*Short exercise*
Your output must consist solely of the lines from the one containing "log? Indicate one point per instance." through the end of the records, reproduced exactly.
************
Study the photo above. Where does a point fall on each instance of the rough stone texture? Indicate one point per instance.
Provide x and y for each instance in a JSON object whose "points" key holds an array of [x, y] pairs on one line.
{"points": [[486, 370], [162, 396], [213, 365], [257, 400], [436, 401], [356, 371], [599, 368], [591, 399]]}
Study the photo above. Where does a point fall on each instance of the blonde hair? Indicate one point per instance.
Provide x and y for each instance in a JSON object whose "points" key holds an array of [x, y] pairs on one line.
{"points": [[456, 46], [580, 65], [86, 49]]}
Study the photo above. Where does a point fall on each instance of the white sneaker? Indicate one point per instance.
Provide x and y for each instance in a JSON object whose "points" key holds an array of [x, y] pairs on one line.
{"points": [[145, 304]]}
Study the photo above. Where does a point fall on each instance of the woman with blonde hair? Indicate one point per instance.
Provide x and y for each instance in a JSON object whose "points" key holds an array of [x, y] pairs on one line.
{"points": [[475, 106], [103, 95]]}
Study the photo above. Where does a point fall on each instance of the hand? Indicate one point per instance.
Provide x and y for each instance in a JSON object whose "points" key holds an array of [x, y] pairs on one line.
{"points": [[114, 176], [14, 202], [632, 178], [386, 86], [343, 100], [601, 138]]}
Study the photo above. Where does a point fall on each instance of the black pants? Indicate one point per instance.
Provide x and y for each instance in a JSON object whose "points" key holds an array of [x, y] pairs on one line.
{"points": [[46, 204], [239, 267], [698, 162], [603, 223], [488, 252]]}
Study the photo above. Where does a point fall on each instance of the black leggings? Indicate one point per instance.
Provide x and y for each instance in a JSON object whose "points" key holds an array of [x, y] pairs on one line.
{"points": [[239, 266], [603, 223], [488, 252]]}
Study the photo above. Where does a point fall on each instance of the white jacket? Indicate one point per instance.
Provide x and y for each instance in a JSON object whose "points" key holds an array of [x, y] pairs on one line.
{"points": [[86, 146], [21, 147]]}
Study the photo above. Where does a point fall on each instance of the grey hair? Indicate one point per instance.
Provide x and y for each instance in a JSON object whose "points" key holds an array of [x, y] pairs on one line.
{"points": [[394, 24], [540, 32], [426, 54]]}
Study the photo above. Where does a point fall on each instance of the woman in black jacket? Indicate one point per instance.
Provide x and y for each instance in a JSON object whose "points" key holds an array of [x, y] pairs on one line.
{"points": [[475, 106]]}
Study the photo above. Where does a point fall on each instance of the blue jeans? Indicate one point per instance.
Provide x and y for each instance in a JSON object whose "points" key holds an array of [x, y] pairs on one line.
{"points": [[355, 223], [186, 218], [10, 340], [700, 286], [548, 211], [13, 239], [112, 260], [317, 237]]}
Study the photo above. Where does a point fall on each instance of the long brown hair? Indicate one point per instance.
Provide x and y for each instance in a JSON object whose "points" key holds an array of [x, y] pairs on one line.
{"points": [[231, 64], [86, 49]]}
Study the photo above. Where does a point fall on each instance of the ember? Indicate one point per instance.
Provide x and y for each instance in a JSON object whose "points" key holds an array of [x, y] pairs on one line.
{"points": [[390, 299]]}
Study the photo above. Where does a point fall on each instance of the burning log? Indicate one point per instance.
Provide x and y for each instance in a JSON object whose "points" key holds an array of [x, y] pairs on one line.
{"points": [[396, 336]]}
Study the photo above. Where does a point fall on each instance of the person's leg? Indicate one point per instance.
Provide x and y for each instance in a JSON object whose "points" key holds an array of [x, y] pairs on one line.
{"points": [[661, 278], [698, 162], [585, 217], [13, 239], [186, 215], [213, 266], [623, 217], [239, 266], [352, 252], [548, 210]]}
************
*Result below*
Study the photo above. Where does a point fall on each instance of the burning log? Indicate one point per instance.
Provide x and y for each instance in a JSON object whose "points" key holds an array of [x, y] pairs on one line.
{"points": [[396, 336]]}
Study the photo above. Where does a point fall on each instance of the person's leg? Indicate one point per instance.
Provide x and y for each instance in a JSON object whose "points" key holds an array of [x, y] pairs on one line.
{"points": [[661, 278], [698, 162], [585, 217], [13, 239], [186, 215], [213, 266], [623, 217], [239, 266], [352, 252], [548, 210]]}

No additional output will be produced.